### TEXTO
▼▼▼

Por Maurício Zágari
A
proclamação do Evangelho deve ter como centro Jesus. A cruz. As
boas-novas da salvação. Sempre. Sempre. Sempre. Podemos pregar sobre
qualquer assunto correlato, desde que tenha ligação com o epicentro de
nossa fé: Cristo. Pregações sobre dízimo devem ter foco em Jesus.
Pregações sobre casamento devem ter foco em Jesus. Pregações sobre vida
sexual devem ter foco em Jesus. Pregações sobre arrependimento devem ter
foco em Jesus. Por isso, existe uma grande resistência em alguns
setores da Igreja a se pregar sobre o inferno, o diabo e os demônios. Em
grande parte, isso ocorre como reação à ênfase despropositada que
certas denominações dão à chamada “libertação”, em todas as suas
variáveis – “descarrego”, “batalha espiritual”, expulsão de demônios
etc. -, o que leva muitos a tomar uma postura contrária, eliminando
totalmente do púlpito mensagens que tenham a ver com as hostes
espirituais da maldade. Essa postura acaba se refletindo em todas as
esferas da vida cristã dos que assim procedem, como a rejeição por
livros que falem do assunto ou mesmo nas orações que fazem e nas músicas
que cantam. Por muito tempo compartilhei desse pensamento. Falar sobre
isso era como jogar uma barata dentro de uma refeição refinada num
restaurante chique. Mas tenho revisto essa posição. Hoje estou
convencido de que devemos sim pregar sobre o inferno e os perigos das
forças espirituais do mal – desde que as pregações sobre o assunto
tenham foco em Jesus.
A primeira razão que me fez rever essa posição foi a releitura do
Novo Testamento. Lendo as Escrituras e alguns bons livros descobri,
espantado, que Jesus de Nazaré falou mais nos Evangelhos sobre o inferno
do que sobre o Céu – sabia? Ou seja: o próprio Senhor abriu o
precedente. Afirmar que não se pode pregar sermões que tratem do mundo
espiritual maligno – com foco em Cristo, sempre – seria dizer que Jesus
não poderia ter falado o que falou. E repreender Deus é, no mínimo,
complicado. Se por um lado, o Senhor nos disse para não ficarmos
eufóricos com esse assunto (“Contudo, alegrem-se, não porque os espíritos se submetem a vocês, mas porque seus nomes estão escritos nos céus” – Lc 10.20), por outro nos instrui muitas vezes sobre ele (como em “Jesus
repreendeu o demônio; este saiu do menino [...] Então os discípulos
aproximaram-se de Jesus em particular e perguntaram: “Por que não
conseguimos expulsá-lo? “ Ele respondeu: [...] esta espécie só sai pela
oração e pelo jejum” - Mt 17.18-22).

▲▲▲

### DADOS FORNECIDOS

▼▼▼

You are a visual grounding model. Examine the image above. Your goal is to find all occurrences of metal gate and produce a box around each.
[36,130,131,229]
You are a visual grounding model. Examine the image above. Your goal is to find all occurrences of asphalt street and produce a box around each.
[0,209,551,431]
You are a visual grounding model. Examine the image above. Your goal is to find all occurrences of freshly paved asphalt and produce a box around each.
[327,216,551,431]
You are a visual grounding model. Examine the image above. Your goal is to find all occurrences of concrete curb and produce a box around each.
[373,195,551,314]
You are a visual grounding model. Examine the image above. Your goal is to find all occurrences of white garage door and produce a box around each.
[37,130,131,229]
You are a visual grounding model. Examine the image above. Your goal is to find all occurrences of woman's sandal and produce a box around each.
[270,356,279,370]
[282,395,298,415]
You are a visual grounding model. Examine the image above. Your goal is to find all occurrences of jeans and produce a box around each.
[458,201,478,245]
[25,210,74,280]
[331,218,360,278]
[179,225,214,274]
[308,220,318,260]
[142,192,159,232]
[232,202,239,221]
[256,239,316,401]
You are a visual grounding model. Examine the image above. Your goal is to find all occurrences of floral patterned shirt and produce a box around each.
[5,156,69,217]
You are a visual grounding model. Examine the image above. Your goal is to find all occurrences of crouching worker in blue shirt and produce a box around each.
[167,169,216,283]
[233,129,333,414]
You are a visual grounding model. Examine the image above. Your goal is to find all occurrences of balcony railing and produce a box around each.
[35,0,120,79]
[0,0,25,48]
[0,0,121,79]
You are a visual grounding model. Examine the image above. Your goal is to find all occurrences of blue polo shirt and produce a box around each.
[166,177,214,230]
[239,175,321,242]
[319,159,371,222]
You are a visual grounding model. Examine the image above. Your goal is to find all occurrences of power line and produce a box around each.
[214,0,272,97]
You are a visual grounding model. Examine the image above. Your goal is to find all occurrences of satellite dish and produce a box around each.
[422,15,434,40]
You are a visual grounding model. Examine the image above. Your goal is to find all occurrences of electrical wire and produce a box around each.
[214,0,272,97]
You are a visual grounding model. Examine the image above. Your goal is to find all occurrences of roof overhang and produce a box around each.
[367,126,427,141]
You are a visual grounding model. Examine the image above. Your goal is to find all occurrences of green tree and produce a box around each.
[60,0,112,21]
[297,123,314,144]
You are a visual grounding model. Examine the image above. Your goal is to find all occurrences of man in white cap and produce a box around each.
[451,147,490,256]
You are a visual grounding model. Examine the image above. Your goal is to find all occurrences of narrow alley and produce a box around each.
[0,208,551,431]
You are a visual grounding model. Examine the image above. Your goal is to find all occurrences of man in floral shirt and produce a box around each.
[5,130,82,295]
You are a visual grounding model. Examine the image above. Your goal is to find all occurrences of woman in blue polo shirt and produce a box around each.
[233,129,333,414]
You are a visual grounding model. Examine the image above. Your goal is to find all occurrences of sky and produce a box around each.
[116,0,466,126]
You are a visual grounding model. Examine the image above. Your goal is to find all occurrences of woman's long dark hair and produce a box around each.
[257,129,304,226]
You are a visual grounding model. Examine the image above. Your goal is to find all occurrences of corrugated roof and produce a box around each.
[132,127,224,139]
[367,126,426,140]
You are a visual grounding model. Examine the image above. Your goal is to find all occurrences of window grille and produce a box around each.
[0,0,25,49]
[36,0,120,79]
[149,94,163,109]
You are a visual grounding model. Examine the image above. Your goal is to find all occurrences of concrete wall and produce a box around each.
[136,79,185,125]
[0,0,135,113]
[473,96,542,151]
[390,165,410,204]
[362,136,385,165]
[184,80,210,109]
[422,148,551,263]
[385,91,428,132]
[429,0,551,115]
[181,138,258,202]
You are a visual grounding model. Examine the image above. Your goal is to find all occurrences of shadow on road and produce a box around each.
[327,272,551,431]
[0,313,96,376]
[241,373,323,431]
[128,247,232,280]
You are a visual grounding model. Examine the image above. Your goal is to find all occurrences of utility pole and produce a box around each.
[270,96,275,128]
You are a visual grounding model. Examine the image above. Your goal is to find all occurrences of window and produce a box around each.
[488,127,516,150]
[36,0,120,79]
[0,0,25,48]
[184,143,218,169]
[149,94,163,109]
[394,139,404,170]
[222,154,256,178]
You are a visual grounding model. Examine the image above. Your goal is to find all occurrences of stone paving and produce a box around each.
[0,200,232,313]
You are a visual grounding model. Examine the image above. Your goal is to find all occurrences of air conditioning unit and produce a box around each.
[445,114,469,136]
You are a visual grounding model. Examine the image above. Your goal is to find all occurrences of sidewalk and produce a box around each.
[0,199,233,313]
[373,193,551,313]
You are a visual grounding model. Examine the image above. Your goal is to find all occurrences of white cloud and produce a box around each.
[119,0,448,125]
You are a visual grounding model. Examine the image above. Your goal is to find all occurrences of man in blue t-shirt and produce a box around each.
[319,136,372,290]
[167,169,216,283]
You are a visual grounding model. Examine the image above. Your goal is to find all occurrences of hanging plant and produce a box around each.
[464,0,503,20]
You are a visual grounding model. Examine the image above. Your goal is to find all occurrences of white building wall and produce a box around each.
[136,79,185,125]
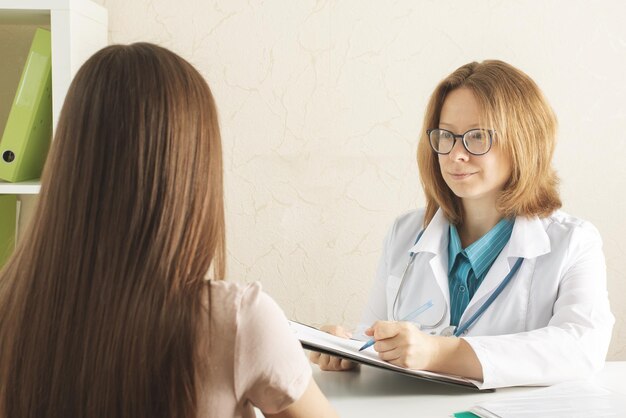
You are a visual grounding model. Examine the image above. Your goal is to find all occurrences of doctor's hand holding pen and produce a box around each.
[309,321,482,380]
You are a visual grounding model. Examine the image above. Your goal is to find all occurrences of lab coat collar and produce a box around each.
[409,209,551,266]
[461,216,551,314]
[409,209,450,261]
[505,216,551,265]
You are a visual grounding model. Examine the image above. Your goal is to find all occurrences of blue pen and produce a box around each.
[359,300,433,351]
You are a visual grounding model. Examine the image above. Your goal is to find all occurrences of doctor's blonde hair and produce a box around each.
[417,60,561,226]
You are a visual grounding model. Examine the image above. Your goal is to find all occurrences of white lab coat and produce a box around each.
[359,210,615,389]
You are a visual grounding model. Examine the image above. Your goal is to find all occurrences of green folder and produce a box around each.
[0,194,17,268]
[0,29,52,182]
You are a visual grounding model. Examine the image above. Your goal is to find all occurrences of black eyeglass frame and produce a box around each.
[426,128,496,155]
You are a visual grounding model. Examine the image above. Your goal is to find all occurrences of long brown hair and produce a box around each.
[417,60,561,226]
[0,43,224,418]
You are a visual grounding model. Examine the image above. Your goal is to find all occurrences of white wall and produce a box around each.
[100,0,626,360]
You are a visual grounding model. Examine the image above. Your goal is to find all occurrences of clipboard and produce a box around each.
[289,321,493,392]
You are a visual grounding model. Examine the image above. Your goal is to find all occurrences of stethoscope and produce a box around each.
[391,229,524,337]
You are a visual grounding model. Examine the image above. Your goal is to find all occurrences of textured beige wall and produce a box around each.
[99,0,626,360]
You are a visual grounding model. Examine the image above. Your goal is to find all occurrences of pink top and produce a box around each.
[198,281,311,417]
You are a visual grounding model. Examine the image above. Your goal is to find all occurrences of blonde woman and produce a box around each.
[0,43,336,418]
[311,61,614,388]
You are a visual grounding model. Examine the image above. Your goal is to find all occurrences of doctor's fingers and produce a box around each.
[370,321,420,340]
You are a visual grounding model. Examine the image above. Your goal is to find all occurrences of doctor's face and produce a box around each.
[439,87,511,205]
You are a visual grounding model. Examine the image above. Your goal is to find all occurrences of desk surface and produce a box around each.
[300,361,626,418]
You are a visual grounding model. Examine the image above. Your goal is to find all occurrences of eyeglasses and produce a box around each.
[426,129,495,155]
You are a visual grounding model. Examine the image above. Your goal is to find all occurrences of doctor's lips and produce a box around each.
[448,173,476,180]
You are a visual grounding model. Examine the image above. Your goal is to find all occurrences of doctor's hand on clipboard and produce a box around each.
[309,325,357,371]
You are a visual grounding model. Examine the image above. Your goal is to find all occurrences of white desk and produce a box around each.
[302,361,626,418]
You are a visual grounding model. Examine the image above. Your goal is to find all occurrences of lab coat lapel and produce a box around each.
[462,216,550,310]
[409,209,450,305]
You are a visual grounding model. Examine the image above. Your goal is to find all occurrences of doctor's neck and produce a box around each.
[457,199,503,248]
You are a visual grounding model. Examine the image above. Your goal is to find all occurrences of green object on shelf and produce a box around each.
[0,194,17,268]
[0,29,52,182]
[452,411,480,418]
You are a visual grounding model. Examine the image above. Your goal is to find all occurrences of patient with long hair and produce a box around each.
[0,43,335,418]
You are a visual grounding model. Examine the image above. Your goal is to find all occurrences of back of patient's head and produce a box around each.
[0,44,224,417]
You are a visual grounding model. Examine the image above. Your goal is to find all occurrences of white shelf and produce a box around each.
[0,0,108,196]
[0,180,41,194]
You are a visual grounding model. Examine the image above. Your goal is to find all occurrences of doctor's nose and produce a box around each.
[448,140,470,161]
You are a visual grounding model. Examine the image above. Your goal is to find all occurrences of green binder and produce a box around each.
[0,194,17,268]
[0,29,52,182]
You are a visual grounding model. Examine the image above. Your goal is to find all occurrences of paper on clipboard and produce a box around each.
[289,321,482,391]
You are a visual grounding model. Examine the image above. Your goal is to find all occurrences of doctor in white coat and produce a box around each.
[311,61,614,389]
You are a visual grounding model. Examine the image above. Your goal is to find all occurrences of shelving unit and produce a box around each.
[0,0,108,238]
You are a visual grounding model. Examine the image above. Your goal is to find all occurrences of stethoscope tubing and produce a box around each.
[391,229,524,337]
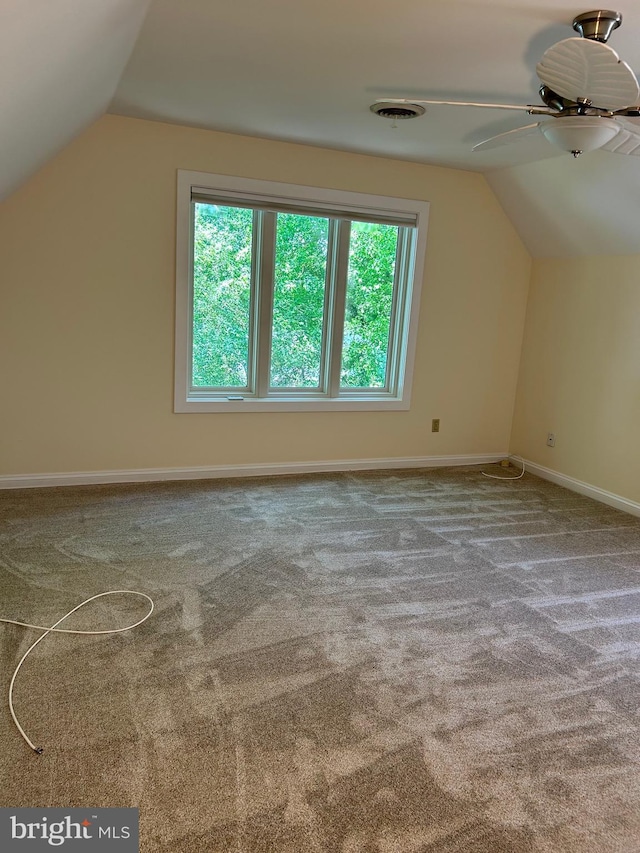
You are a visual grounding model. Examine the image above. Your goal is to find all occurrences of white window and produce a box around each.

▲▲▲

### TAREFAS A REALIZAR
a - Indique se cada afirmação a seguir está de acordo com o texto sobre a pregação acerca do inferno, respondendo sim ou não e citando literalmente as palavras do texto que decidem a questão: (i) o autor sempre defendeu que se pregasse sobre o inferno; (ii) Jesus falou mais nos Evangelhos sobre o inferno do que sobre o Céu; (iii) a primeira razão para o autor rever sua posição foi uma conversa com um pastor.
b - De acordo com o texto sobre a pregação acerca do inferno, a que reage, em grande parte, a resistência de alguns setores da Igreja a pregar sobre o inferno, o diabo e os demônios?
c - Prossiga com o texto sobre a pregação acerca do inferno, escrevendo a partir da última frase apresentada.

### RESULTADOS ESPERADOS
a -
(i) Não: "Por muito tempo compartilhei desse pensamento."
(ii) Sim: "Jesus de Nazaré falou mais nos Evangelhos sobre o inferno do que sobre o Céu"
(iii) Não: "A primeira razão que me fez rever essa posição foi a releitura do Novo Testamento."

b - Reage à ênfase despropositada que certas denominações dão à chamada "libertação".

c -
Trabalho
como editor de livros cristãos. Meu último projeto – sobre o qual não
posso falar muito, por enquanto, por questões éticas – é uma obra de um
importante pastor presbiteriano brasileiro e chanceler de uma
universidades cristã. Tradicional. Histórico. E brilhante.
Surpreendeu-me, portanto, quando li em seu texto o seguinte: “Alguém
já disse que pregar sobre o inferno não é um caminho muito bom para
levar pecadores ao arrependimento, porque, nesse caso, as pessoas se
converteriam por medo da perdição eterna. Pessoalmente, entendo que é
preferível que seja assim ao fato de o indivíduo não se converter de
maneira nenhuma. Se alguém se converteu porque tem medo de ir para o
inferno, isso é ótimo, mas se a conversão ocorreu por amor a Jesus é
melhor ainda. Não faz mal o crente se assustar com a realidade da
justiça divina”.
Cada vez mais tenho percebido a importância de alertar a Igreja, como fez o próprio apóstolo Pedro, de que “o diabo, vosso adversário, anda em derredor, como leão que ruge, procurando a quem possa tragar”
(1 Pe 5.8). Forças do mal estão se infiltrando nas igrejas. Nas
empresas cristãs. Ensinamentos diabólicos estão conquistando espaço nos
corações e nas mentes dos jovens e adolescentes evangélicos. Temos
guardado os portões da frente de nossas vidas pela proclamação
indispensável do Evangelho de Cristo, mas, ao fecharmos os lábios contra
“as ciladas do diabo” (Ef 6.11), deixamos a porta dos fundos escancarada para a entrada dos sabotadores de nossa espiritualidade.
Portanto, é por isso que Paulo, o apóstolo, prega à igreja de Éfeso: “A
nossa luta não é contra o sangue e a carne, e sim contra os principados
e potestades, contra os dominadores deste mundo tenebroso, contra as
forças espirituais do mal, nas regiões celestes” (Ef 6.12). E
deixar de fora das nossas preocupações, do nosso discurso e da nossa
pregação essa realidade seria ignorar um assunto tratado extensamente
por Jesus e por seus discípulos nos evangelhos, nas epístolas e em
Apocalipse. Seria uma irresponsabilidade.
Em nossos dias, livros e relatos de ficção apresentados como
verídicos, como as histórias de Rebecca Brown e similares, prestaram um
desserviço à Igreja, por dois ângulos: de um lado houve quem cresse em
seus contos como se fossem realidade e passasse a viver segundo suas
ficções. Do outro, quem percebeu que se tratava de uma farsa passou a
ter um preconceito refratário a qualquer coisa do gênero, qualquer livro
que toque no assunto, qualquer música que mencione o diabo ou o
inferno. O satanismo, uma realidade tão presente e infiltrada nas
igrejas, ministérios e outros ambientes cristãos, tornou-se um assunto
sobre o qual não se deveria falar. Com isso, saiu perdendo a importância
bíblica e histórica de se tratar e de pregar sobre a questão. E quem
saiu ganhando? Preciso responder?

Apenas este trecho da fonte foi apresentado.